Point localization data:
────────────────────────────────────────

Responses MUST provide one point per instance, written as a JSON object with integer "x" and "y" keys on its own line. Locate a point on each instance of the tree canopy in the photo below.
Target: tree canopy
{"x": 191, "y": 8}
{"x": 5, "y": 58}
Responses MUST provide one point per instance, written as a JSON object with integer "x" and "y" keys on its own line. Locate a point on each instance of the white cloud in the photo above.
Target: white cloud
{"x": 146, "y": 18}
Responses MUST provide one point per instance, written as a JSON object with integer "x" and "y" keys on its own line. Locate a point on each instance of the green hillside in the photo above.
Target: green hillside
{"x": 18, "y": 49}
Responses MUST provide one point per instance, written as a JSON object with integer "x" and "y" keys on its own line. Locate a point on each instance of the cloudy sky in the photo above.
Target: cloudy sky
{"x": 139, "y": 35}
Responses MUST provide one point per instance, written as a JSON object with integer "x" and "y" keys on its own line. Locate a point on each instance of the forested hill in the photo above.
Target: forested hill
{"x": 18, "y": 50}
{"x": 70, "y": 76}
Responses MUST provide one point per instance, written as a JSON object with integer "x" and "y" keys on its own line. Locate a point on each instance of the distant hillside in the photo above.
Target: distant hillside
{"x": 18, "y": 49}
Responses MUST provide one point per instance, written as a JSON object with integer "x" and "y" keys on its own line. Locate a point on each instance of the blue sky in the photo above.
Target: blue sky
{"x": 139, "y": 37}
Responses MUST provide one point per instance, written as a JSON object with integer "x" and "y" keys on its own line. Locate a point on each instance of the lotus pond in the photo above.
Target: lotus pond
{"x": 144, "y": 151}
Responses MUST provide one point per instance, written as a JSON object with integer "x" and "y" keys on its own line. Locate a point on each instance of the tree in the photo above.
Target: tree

────────────────────────────────────────

Task to carry out: Your answer should be a single number: the count of lines in these records that hold the string "with".

Exercise solution: 9